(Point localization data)
────────
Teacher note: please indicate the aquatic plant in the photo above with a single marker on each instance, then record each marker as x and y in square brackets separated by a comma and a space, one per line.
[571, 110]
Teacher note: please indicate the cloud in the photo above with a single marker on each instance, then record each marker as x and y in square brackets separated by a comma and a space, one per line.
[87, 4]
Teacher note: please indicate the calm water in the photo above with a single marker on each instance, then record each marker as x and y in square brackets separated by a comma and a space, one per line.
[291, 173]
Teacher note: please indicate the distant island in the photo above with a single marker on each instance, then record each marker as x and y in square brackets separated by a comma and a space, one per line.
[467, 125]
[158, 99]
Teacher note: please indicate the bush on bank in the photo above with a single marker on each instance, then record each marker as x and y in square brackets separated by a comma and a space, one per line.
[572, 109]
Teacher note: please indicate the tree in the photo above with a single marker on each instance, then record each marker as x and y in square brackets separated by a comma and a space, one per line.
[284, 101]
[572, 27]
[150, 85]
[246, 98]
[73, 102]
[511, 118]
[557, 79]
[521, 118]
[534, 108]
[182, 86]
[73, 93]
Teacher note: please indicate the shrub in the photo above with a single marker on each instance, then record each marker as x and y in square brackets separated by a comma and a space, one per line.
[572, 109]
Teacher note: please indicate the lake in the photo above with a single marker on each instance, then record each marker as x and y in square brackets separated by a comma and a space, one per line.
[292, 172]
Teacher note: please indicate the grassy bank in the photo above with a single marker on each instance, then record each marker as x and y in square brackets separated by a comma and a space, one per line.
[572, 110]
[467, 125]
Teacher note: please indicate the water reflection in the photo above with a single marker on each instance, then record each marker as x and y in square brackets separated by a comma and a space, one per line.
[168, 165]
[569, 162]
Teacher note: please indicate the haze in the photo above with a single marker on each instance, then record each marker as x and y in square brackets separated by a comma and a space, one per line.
────────
Task requirements =>
The reply must consist solely of the lines from the one containing "Teacher note: please indicate the lake" through the last line of the data, reproduced exactly.

Solved exercise =>
Teacher note: please indicate the lake in the photo above with a single marker on each instance, then record each marker as x and y in square brackets separated by a comma and a space, one per line.
[292, 172]
Teacher note: please indicate the grassy bank in the photo above with a single marker on each instance, then record each marker as x and y in square brackets separated by a comma and a space, one per line.
[572, 110]
[467, 125]
Teacher note: please indicate the water reflection in the photo above with a single marker on each instance, then record each marker as x and y in square brackets separated by a comma and a space, one per line.
[168, 165]
[569, 162]
Teacher note: please indicate the haze in the photo above with a single marker on each instance, then record each marker as x and y in square brackets separated by a comma and a space, one per line.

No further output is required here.